**Try it**.
Below are the entries; give again exactly the lines from the one mentioning "Locate the gradient" through the one mentioning "gesture in this photo and return bounding boxes", inclusive.

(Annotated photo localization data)
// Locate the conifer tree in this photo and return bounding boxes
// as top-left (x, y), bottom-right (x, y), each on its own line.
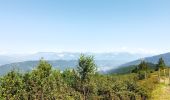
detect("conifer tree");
top-left (156, 58), bottom-right (166, 82)
top-left (156, 57), bottom-right (166, 70)
top-left (77, 54), bottom-right (97, 100)
top-left (138, 61), bottom-right (148, 79)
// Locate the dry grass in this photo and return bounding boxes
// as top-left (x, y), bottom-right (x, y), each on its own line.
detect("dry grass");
top-left (150, 82), bottom-right (170, 100)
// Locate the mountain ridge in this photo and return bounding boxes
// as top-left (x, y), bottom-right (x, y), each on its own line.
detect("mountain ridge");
top-left (121, 52), bottom-right (170, 67)
top-left (108, 52), bottom-right (170, 74)
top-left (0, 52), bottom-right (149, 65)
top-left (0, 52), bottom-right (155, 75)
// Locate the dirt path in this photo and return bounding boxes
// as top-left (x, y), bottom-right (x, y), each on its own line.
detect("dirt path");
top-left (150, 78), bottom-right (170, 100)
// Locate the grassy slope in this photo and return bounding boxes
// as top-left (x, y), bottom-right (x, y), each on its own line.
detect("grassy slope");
top-left (150, 84), bottom-right (170, 100)
top-left (135, 70), bottom-right (170, 99)
top-left (150, 71), bottom-right (170, 100)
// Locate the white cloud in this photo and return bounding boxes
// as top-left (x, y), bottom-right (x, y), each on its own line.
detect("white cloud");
top-left (110, 47), bottom-right (163, 55)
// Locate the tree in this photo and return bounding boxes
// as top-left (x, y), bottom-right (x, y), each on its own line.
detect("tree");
top-left (131, 66), bottom-right (138, 73)
top-left (77, 54), bottom-right (97, 100)
top-left (0, 55), bottom-right (154, 100)
top-left (156, 58), bottom-right (166, 82)
top-left (29, 59), bottom-right (53, 99)
top-left (62, 69), bottom-right (77, 87)
top-left (138, 61), bottom-right (148, 71)
top-left (138, 61), bottom-right (148, 79)
top-left (27, 59), bottom-right (82, 100)
top-left (156, 57), bottom-right (166, 70)
top-left (0, 70), bottom-right (24, 100)
top-left (77, 54), bottom-right (97, 82)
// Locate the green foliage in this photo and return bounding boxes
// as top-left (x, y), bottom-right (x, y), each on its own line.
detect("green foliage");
top-left (76, 54), bottom-right (97, 99)
top-left (113, 62), bottom-right (156, 74)
top-left (137, 71), bottom-right (146, 80)
top-left (138, 61), bottom-right (148, 71)
top-left (77, 54), bottom-right (97, 82)
top-left (131, 61), bottom-right (151, 80)
top-left (0, 70), bottom-right (24, 99)
top-left (156, 57), bottom-right (166, 70)
top-left (0, 54), bottom-right (159, 100)
top-left (138, 75), bottom-right (159, 98)
top-left (62, 69), bottom-right (77, 87)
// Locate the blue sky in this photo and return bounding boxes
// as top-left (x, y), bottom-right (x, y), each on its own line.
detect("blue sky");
top-left (0, 0), bottom-right (170, 54)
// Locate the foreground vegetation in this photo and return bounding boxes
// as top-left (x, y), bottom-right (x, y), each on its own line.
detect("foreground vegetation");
top-left (0, 55), bottom-right (168, 100)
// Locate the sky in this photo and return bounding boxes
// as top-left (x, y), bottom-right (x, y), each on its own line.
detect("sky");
top-left (0, 0), bottom-right (170, 54)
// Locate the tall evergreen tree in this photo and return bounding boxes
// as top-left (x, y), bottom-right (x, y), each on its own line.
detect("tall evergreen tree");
top-left (138, 61), bottom-right (148, 71)
top-left (77, 54), bottom-right (97, 82)
top-left (138, 61), bottom-right (148, 79)
top-left (77, 54), bottom-right (97, 100)
top-left (156, 57), bottom-right (166, 70)
top-left (156, 58), bottom-right (166, 82)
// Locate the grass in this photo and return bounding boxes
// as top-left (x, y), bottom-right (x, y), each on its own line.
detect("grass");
top-left (141, 71), bottom-right (170, 100)
top-left (149, 71), bottom-right (170, 100)
top-left (150, 82), bottom-right (170, 100)
top-left (150, 75), bottom-right (170, 100)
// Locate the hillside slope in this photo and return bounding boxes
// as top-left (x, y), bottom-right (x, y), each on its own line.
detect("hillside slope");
top-left (121, 52), bottom-right (170, 67)
top-left (108, 52), bottom-right (170, 74)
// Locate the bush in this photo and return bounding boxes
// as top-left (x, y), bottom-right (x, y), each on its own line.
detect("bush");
top-left (0, 56), bottom-right (159, 100)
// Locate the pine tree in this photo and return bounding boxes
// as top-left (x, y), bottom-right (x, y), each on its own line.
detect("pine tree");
top-left (77, 54), bottom-right (97, 100)
top-left (138, 61), bottom-right (148, 79)
top-left (156, 58), bottom-right (166, 83)
top-left (156, 57), bottom-right (166, 70)
top-left (138, 61), bottom-right (148, 71)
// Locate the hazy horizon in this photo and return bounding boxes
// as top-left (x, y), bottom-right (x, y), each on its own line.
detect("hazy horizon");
top-left (0, 0), bottom-right (170, 54)
top-left (0, 51), bottom-right (164, 56)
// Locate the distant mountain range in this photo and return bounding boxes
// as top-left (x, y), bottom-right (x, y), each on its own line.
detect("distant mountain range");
top-left (0, 52), bottom-right (149, 65)
top-left (0, 52), bottom-right (149, 75)
top-left (0, 60), bottom-right (127, 75)
top-left (0, 60), bottom-right (76, 75)
top-left (1, 52), bottom-right (169, 75)
top-left (109, 52), bottom-right (170, 74)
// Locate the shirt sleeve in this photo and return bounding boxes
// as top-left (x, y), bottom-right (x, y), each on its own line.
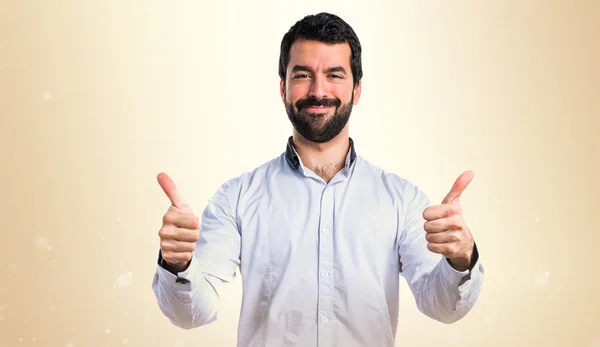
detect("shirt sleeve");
top-left (398, 183), bottom-right (484, 324)
top-left (151, 178), bottom-right (242, 329)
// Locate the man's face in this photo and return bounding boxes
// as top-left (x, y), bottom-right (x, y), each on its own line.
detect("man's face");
top-left (281, 39), bottom-right (361, 143)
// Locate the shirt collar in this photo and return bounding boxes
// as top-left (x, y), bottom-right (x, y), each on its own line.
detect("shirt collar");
top-left (285, 136), bottom-right (357, 171)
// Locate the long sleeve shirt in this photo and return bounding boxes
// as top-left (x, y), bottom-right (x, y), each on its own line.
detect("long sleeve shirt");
top-left (152, 136), bottom-right (484, 347)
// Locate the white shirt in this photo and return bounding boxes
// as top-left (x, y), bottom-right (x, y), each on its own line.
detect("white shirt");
top-left (152, 137), bottom-right (484, 347)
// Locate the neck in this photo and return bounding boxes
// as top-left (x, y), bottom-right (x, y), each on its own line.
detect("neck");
top-left (292, 127), bottom-right (351, 182)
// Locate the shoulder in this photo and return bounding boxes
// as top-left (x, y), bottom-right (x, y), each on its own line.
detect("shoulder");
top-left (209, 153), bottom-right (287, 203)
top-left (354, 155), bottom-right (431, 208)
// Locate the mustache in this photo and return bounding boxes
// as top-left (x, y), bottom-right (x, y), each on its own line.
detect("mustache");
top-left (296, 97), bottom-right (341, 109)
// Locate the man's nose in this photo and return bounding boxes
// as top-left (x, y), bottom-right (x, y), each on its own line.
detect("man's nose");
top-left (309, 76), bottom-right (327, 99)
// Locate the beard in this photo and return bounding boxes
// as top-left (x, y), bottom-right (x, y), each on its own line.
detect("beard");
top-left (285, 92), bottom-right (354, 143)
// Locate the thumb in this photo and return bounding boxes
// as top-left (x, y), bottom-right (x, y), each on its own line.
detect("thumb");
top-left (442, 170), bottom-right (474, 205)
top-left (157, 172), bottom-right (187, 208)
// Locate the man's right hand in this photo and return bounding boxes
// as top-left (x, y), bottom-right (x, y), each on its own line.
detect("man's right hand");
top-left (157, 172), bottom-right (201, 273)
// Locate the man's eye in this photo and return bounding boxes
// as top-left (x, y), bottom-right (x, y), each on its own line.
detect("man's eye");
top-left (329, 74), bottom-right (343, 79)
top-left (294, 74), bottom-right (309, 79)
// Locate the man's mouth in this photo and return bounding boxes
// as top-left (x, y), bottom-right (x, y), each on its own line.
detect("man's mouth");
top-left (303, 106), bottom-right (333, 113)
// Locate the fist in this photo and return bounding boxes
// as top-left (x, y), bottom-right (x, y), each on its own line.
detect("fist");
top-left (157, 172), bottom-right (201, 270)
top-left (423, 170), bottom-right (475, 271)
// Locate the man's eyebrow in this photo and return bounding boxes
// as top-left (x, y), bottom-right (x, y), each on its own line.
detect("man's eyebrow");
top-left (324, 66), bottom-right (347, 74)
top-left (290, 65), bottom-right (348, 74)
top-left (291, 65), bottom-right (313, 73)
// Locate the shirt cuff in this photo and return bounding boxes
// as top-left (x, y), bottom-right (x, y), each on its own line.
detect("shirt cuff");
top-left (440, 242), bottom-right (480, 287)
top-left (156, 249), bottom-right (194, 285)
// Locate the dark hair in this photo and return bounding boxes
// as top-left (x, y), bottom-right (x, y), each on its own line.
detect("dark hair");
top-left (278, 12), bottom-right (363, 87)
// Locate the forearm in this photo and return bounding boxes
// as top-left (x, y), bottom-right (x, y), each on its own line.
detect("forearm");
top-left (151, 254), bottom-right (224, 329)
top-left (412, 245), bottom-right (484, 324)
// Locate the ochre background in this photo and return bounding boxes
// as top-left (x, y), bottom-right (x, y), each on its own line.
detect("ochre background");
top-left (1, 1), bottom-right (599, 346)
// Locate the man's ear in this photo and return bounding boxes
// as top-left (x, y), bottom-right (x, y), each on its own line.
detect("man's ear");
top-left (353, 80), bottom-right (362, 105)
top-left (280, 80), bottom-right (285, 103)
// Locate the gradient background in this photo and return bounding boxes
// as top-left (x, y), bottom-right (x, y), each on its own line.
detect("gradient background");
top-left (1, 1), bottom-right (599, 346)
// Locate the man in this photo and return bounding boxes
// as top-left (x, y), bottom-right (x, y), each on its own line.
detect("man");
top-left (152, 12), bottom-right (484, 347)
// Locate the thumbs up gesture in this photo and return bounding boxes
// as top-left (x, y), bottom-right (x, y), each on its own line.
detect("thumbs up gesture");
top-left (157, 172), bottom-right (201, 272)
top-left (423, 170), bottom-right (476, 272)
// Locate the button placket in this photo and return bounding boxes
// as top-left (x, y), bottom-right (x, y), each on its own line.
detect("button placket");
top-left (317, 185), bottom-right (335, 345)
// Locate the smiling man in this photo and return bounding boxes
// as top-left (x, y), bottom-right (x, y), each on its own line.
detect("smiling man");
top-left (152, 12), bottom-right (484, 347)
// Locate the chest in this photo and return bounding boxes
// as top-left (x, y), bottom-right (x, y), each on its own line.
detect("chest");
top-left (236, 180), bottom-right (401, 272)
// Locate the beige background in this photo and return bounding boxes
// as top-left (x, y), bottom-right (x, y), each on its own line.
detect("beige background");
top-left (1, 0), bottom-right (599, 346)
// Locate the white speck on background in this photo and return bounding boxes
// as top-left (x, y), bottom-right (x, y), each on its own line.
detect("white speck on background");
top-left (7, 264), bottom-right (17, 274)
top-left (52, 260), bottom-right (57, 264)
top-left (46, 246), bottom-right (52, 252)
top-left (484, 314), bottom-right (492, 322)
top-left (105, 328), bottom-right (111, 334)
top-left (32, 337), bottom-right (36, 342)
top-left (18, 337), bottom-right (23, 342)
top-left (523, 328), bottom-right (528, 333)
top-left (545, 272), bottom-right (550, 277)
top-left (117, 217), bottom-right (122, 222)
top-left (123, 339), bottom-right (129, 344)
top-left (34, 236), bottom-right (50, 249)
top-left (22, 319), bottom-right (27, 324)
top-left (115, 272), bottom-right (131, 288)
top-left (535, 273), bottom-right (550, 287)
top-left (535, 217), bottom-right (539, 223)
top-left (66, 342), bottom-right (76, 347)
top-left (43, 92), bottom-right (52, 101)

**Output for this exercise**.
// Locate the gradient background in this photo and return bounding boxes
// as top-left (x, y), bottom-right (x, y), each on its own line.
detect("gradient background");
top-left (1, 1), bottom-right (599, 346)
// Locate the man in this photo and return bounding boxes
// as top-left (x, y), bottom-right (x, y), each on its own line.
detect("man");
top-left (152, 12), bottom-right (484, 347)
// Locate the thumbs up gesture in this photo and return bounding boxes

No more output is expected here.